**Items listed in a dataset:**
/---

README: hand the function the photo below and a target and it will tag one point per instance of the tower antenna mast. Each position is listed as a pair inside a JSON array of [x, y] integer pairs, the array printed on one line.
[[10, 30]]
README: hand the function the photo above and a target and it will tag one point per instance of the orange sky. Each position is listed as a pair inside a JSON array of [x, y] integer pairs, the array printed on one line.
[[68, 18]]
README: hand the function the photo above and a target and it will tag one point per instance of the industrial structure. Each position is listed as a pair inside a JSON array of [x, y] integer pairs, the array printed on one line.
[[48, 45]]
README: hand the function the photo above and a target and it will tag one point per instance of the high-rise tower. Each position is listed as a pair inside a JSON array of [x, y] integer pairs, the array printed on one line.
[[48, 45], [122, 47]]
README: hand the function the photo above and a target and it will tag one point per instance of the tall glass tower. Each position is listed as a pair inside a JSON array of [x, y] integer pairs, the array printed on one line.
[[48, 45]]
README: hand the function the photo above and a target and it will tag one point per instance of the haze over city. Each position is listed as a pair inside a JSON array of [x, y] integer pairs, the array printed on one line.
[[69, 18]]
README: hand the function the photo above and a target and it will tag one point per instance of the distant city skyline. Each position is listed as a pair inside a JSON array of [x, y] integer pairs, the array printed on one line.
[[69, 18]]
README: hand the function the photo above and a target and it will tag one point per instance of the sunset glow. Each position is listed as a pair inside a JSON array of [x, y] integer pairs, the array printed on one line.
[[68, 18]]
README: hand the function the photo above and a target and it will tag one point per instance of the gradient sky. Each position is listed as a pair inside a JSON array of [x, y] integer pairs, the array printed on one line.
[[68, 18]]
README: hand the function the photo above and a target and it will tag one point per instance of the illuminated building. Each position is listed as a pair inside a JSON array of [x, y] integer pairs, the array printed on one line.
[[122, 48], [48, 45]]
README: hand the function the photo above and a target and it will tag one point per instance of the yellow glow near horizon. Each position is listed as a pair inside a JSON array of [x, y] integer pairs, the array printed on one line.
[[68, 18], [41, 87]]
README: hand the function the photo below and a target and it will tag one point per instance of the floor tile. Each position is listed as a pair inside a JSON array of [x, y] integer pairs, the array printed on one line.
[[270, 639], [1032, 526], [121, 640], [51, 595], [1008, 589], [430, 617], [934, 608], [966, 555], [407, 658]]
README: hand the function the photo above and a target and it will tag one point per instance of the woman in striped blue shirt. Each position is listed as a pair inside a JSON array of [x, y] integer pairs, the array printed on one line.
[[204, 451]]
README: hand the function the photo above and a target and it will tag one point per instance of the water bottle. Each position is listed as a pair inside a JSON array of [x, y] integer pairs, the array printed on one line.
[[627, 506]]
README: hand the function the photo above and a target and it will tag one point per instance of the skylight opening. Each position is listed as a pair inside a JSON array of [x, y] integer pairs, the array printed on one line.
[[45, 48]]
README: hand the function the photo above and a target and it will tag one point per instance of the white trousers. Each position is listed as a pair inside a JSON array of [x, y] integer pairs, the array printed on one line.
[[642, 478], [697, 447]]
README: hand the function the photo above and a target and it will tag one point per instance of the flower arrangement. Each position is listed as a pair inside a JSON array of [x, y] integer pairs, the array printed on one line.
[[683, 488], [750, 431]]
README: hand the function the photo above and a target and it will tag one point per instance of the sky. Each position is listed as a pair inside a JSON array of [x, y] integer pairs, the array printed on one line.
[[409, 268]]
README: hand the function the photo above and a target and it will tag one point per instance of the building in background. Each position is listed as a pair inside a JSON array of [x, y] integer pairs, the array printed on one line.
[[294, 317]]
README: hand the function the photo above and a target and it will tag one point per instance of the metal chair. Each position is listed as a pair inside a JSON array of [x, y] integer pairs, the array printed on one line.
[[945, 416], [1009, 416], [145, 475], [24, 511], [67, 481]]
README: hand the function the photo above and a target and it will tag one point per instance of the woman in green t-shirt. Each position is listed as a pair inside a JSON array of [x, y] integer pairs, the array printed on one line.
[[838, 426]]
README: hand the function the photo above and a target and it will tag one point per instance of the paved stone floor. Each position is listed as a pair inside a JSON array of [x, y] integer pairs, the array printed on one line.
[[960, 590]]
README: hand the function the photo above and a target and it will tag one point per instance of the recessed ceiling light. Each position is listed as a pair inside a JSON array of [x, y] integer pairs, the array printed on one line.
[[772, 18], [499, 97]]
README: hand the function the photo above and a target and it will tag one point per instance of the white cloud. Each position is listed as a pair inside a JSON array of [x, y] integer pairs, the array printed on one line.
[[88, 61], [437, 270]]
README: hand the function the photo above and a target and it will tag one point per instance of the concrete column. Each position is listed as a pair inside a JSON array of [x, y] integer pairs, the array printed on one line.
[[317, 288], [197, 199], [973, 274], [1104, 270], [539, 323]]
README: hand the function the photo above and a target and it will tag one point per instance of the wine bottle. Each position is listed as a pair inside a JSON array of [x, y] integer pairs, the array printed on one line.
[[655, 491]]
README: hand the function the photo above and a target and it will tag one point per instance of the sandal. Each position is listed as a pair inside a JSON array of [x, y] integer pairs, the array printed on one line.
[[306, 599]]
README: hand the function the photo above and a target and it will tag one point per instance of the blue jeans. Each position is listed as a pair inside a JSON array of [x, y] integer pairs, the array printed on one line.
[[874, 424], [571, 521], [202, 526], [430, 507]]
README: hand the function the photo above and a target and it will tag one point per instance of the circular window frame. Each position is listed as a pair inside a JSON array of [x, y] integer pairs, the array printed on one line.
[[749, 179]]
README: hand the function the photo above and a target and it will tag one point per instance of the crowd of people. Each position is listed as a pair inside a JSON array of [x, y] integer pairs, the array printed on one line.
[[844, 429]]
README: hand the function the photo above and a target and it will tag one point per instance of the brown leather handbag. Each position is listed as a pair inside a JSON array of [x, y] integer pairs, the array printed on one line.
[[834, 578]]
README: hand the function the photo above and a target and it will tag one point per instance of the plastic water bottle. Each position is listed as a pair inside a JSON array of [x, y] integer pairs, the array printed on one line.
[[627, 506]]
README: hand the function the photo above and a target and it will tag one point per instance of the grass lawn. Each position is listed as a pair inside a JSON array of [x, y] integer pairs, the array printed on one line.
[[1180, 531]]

\---

**Goal of the exercise:** Please give the lines of the material above, from the line containing "the white cloud." through the line containing "[[844, 429]]", inclusive, as a Markdown table with the columns Row and Line. Leave out blank lines.

**Output for this exercise:**
| Row | Line |
|---|---|
| 1 | README: hand the function the photo above and a target and it will tag one point per instance of the white cloud. Each position is listed as a pair inside a JSON array of [x, y] integer pairs, the array printed on one line. |
| 2 | [[88, 61], [437, 270]] |
| 3 | README: hand the function the photo above and a target and it will tag one point per instance of the concrete column. Each position is listed as a pair inside a JSON array of [x, y] integer pairs, the array printed on one line. |
| 4 | [[317, 288], [197, 199], [973, 274], [1104, 270], [539, 323]] |
| 5 | README: hand the function the photo above and a target and it will tag one point per instance of the wine bottle. Each position is listed as a pair inside a JSON array of [x, y] integer pairs, the array printed on one line. |
| 6 | [[655, 491]] |
| 7 | README: hand the function the photo above and a target and it will tag one point per instance of the sandal. Each position is listed as a pair inside a JSON array of [x, y] integer pairs, the array printed on one line. |
| 8 | [[306, 599]] |
| 9 | README: hand the function the photo above and a target and it will tag one point per instance of the blue jeans. Each position is listed as a pair inside a JSON array of [x, y] integer pairs, the array printed on one line. |
| 10 | [[874, 424], [571, 521], [202, 526], [430, 507]] |
| 11 | README: hand the function the photo above and a target and it will tag one point per instance of the circular window frame. Each position is listed as a pair inside a JSON array of [x, y] integer pairs, the array printed on one line. |
| 12 | [[749, 179]] |
| 13 | README: hand the function the photo above and a target and it will tag one point per instance of the crowd of people. Each position is listed as a pair inside a JSON array of [x, y] integer pairs, the array printed on one line. |
| 14 | [[844, 429]] |